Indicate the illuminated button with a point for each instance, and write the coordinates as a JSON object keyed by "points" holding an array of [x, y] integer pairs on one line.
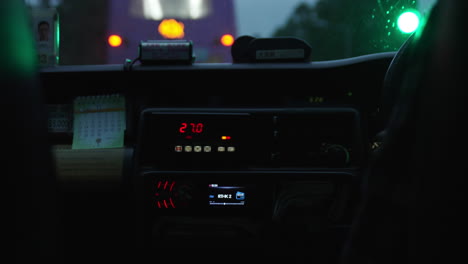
{"points": [[207, 148], [188, 148], [231, 149]]}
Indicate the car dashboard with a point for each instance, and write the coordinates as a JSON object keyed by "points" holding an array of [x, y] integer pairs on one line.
{"points": [[249, 174]]}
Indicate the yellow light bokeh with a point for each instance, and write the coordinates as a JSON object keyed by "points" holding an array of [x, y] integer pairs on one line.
{"points": [[114, 40], [227, 40], [171, 29]]}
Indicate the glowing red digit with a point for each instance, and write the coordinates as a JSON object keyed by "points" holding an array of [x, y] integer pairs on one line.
{"points": [[183, 127]]}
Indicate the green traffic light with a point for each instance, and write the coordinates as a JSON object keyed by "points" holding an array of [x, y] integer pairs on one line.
{"points": [[408, 21]]}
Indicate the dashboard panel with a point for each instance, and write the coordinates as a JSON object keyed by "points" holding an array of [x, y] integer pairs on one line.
{"points": [[250, 168]]}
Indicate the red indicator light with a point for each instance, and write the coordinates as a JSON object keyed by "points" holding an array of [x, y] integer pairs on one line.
{"points": [[115, 41], [172, 186], [227, 40]]}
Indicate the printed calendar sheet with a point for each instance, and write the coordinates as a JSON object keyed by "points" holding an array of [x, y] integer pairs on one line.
{"points": [[99, 122]]}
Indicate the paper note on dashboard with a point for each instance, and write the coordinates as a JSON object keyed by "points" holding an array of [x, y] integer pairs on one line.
{"points": [[99, 122]]}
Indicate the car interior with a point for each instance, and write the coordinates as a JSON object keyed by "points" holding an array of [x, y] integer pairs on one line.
{"points": [[366, 169]]}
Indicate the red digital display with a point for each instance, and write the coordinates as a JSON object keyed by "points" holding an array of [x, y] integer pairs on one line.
{"points": [[191, 128]]}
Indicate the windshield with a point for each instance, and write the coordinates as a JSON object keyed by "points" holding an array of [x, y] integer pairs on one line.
{"points": [[83, 32]]}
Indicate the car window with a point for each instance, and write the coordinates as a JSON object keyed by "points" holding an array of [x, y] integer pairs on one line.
{"points": [[109, 32]]}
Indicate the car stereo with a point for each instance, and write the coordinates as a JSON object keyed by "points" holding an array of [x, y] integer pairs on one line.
{"points": [[244, 139]]}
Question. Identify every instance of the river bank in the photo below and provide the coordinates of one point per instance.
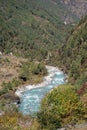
(46, 80)
(31, 95)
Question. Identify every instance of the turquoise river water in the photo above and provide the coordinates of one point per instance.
(32, 95)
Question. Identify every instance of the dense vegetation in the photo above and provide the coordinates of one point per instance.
(36, 29)
(61, 107)
(74, 54)
(32, 28)
(30, 73)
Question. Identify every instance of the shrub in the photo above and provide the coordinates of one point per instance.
(60, 107)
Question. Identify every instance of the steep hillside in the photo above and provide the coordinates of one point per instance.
(74, 53)
(31, 27)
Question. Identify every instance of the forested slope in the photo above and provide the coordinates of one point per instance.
(74, 53)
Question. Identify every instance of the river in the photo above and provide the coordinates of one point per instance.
(32, 95)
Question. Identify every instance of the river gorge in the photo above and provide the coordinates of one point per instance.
(32, 95)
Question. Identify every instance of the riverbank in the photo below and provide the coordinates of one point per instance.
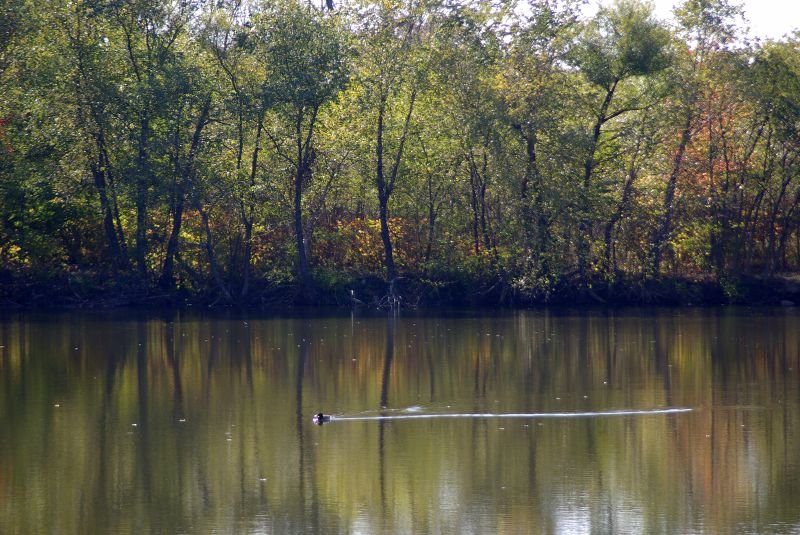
(84, 292)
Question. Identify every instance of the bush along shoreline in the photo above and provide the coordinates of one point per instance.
(80, 292)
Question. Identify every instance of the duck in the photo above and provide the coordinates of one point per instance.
(320, 418)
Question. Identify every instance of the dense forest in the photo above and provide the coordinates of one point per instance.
(393, 151)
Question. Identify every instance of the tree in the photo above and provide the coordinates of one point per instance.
(620, 44)
(306, 58)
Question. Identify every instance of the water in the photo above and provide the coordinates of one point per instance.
(552, 421)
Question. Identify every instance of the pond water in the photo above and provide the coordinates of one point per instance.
(180, 422)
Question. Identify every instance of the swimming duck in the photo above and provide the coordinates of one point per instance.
(320, 418)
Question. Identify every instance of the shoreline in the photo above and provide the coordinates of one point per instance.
(409, 293)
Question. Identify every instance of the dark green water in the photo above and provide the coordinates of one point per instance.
(184, 423)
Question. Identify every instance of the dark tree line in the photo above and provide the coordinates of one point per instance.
(230, 148)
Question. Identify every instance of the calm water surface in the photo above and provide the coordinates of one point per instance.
(185, 423)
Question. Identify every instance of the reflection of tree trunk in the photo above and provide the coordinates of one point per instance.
(387, 368)
(387, 362)
(174, 362)
(302, 359)
(100, 501)
(143, 425)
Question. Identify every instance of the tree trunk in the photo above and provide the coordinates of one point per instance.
(665, 225)
(303, 171)
(183, 176)
(585, 224)
(142, 185)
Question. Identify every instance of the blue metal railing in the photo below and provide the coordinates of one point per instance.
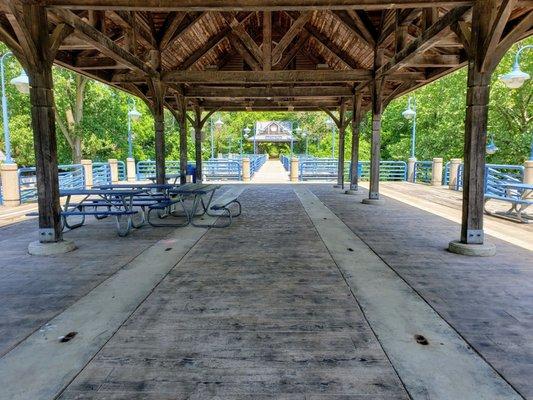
(319, 169)
(101, 173)
(70, 176)
(121, 171)
(146, 169)
(423, 171)
(222, 169)
(498, 174)
(286, 161)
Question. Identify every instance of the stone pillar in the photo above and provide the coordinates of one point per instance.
(10, 185)
(528, 172)
(246, 169)
(113, 167)
(455, 163)
(131, 174)
(436, 172)
(411, 176)
(88, 172)
(294, 169)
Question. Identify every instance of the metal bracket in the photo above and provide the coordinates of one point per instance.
(46, 235)
(475, 236)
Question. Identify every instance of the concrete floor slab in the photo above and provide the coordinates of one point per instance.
(443, 367)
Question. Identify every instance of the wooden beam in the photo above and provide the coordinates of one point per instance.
(170, 29)
(203, 50)
(433, 61)
(252, 5)
(296, 28)
(103, 43)
(272, 77)
(268, 92)
(426, 40)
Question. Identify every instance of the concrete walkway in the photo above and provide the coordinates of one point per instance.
(308, 295)
(271, 172)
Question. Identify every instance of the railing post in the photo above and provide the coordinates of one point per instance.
(455, 163)
(130, 169)
(528, 172)
(246, 169)
(113, 168)
(436, 172)
(88, 172)
(411, 175)
(294, 169)
(10, 185)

================

Word for word, repeat each line of the records, and leave every image out.

Indicate the illuminated button with a point for each instance, and write the coordinates as a JSON object keyed by "points" holding an array of [x, y] integer pairs on one line.
{"points": [[207, 148], [188, 148], [231, 149]]}
Indicate the car dashboard with a point for each instance, and write the coordinates as a JSON object keyed by "points" holding an array of [x, y] integer pairs on one line.
{"points": [[249, 174]]}
Indicate the yellow light bokeh with a point for each instance, and write the coordinates as a JSON object keyed by "points" holding an array of [x, y] integer pairs on one line.
{"points": [[114, 40], [227, 40], [171, 29]]}
Indicate the glowing red digit with a point for each instance, and write the coordinates as a JSON object keyed by "points" holding an array of [x, y] integer pairs on one line.
{"points": [[183, 127]]}
Indicate the green traffic light with a point for each instance, and write the coordinates as a JSON object keyed by "points" holding an array of [x, y] integer pairs on one line.
{"points": [[408, 21]]}
Indicate the dashboard panel with a point for each instance, and write the coordinates as a JSON object keyed by "points" holding an array of [x, y] integer pairs on one line.
{"points": [[250, 168]]}
Indicate the red indicator light with a point for each instance, and write the coordinates as a JSON object keyed by "points" holding an array of [x, y] integer pairs on one line.
{"points": [[115, 41], [172, 186], [227, 40]]}
Indicate the printed calendar sheet with a point for each instance, and write the coordinates as a JSON object keyed by "points" holding an array of [x, y] integer pairs on one line.
{"points": [[99, 122]]}
Indicate the paper note on dashboard with a point for each instance, and write the coordinates as a JSON object keyed by "points" holding an array of [x, y] integer pairs on one line.
{"points": [[99, 122]]}
Indicate the car interior with a point for each instance, and write the coordinates as a JSON object keyed by "points" holding an array of [x, y] integer pairs on one line.
{"points": [[366, 169]]}
Indicate the red digital display with a point for each instance, and write the coordinates as a JSON object keyed by "points" holding an array of [x, y] integer pairs on one line.
{"points": [[191, 128]]}
Indicate the windshield with a point for each instance, and write the coordinates as a JSON object keyed by "points" holding an array of [x, y] integer pairs on one line.
{"points": [[83, 32]]}
Indicate the car window with a point for each instance, and write the coordinates as a JSON object keyed by "points" holding an array of [x, y] integer pairs on one line.
{"points": [[109, 32]]}
Indicate the car stereo with a point for each instance, and write the coordinates as a JSON object keyed by "points" holding an array of [x, y] integer pairs on one line.
{"points": [[244, 139]]}
Question. Identify every instance of the river bank in the photo below and provide the coordinates of one point per instance.
(46, 80)
(31, 95)
Question. Identify every instance of the turquoise river water in the photo above and provide the coordinates of one point per instance.
(32, 95)
Question. Identify every instance of the dense vegetation in the photo above and provide the coordinates of one point per instance.
(36, 29)
(61, 107)
(74, 54)
(32, 28)
(30, 73)
Question. Identify every instance of the shrub in the photo above and provide the coordinates of one point per instance.
(60, 107)
Question. Identify every instance of the steep hillside in the photo above and provide the coordinates of one point per instance.
(74, 53)
(31, 27)
Question. Identify every instance of the forested slope in the photo above and provide the coordinates of one point per instance.
(74, 53)
Question. Identify every instance of the river in the photo above and provide the coordinates of one point per instance.
(32, 95)
Question. Identify every instance of the river gorge in the photo above and provide the coordinates of one point per instance.
(32, 95)
Question. Identify every instance of the riverbank in the photo below and provide the coordinates of one point per instance.
(84, 292)
Question. Identify every instance of the bush along shoreline in the photo above and provide the coordinates of one point per instance.
(80, 292)
Question. Identify every instance of the duck in the photo above and provide the coordinates of one point per instance.
(320, 418)
Question. Identify every instance of the dense forest in the photo above and provide the coordinates of one point per instance.
(393, 151)
Question. Identify every instance of the tree in the photo above and provide the coordinates of one point per instance.
(620, 44)
(306, 58)
Question. Identify every instance of the water in the photo above and provide the coordinates of one point per instance.
(552, 421)
Question. Identify every instance of the pond water in the photo above and provide the coordinates of one point per instance.
(180, 422)
Question. Identify every instance of the swimming duck in the photo above and provide the coordinates of one point per instance.
(320, 418)
Question. Identify every instance of the shoreline in the photo above and provide the coordinates of one point per instance.
(409, 293)
Question. Identify every instance of the dark green water in the photo above and provide the coordinates of one point per instance.
(184, 423)
Question. Identify every instance of the dark tree line in the photo above and provide the coordinates of one point per instance.
(230, 148)
Question. Identify every instance of the calm water surface in the photo above and provide the coordinates of one point per instance.
(185, 423)
Question. Identify every instance of the reflection of tree trunk in the photo above and provide the coordinates of one point per instance.
(387, 368)
(387, 362)
(174, 362)
(302, 359)
(100, 501)
(143, 425)
Question. Identify every instance of the tree trunk in the photo above and provide the coordinates of one point per instance.
(665, 225)
(303, 171)
(183, 176)
(585, 224)
(142, 185)
Question. Identify every instance of the blue metal railing in the photo below and provide the coordinates of one point per instance.
(319, 169)
(101, 173)
(70, 176)
(121, 171)
(146, 169)
(423, 171)
(222, 169)
(498, 174)
(286, 161)
Question. Identify every instance of the stone pillar in the photo above and provide the coordinates of one point per instance.
(10, 185)
(528, 172)
(246, 169)
(113, 167)
(455, 163)
(131, 174)
(436, 172)
(411, 176)
(88, 172)
(294, 169)
Question. Identify every instance of the metal bracket in the photo above and provide the coordinates of one point per instance.
(46, 235)
(475, 236)
Question. Identify every instance of the concrete floor slab in the photo above and provide the coordinates of one point per instance.
(443, 367)
Question. Identify every instance of the wooden beam in the photo above and provide the coordinates of one point per instance.
(170, 29)
(203, 50)
(433, 61)
(252, 5)
(296, 28)
(103, 43)
(272, 77)
(268, 92)
(426, 40)
Question. Identify every instance of the concrete walkway in the photo above and provide the coordinates of one point per instance.
(308, 295)
(271, 172)
Question. Identify every instance of the railing post in the photo above and provide the coordinates of one point per instance.
(455, 163)
(130, 169)
(528, 172)
(246, 169)
(113, 168)
(436, 172)
(88, 172)
(411, 175)
(294, 169)
(10, 185)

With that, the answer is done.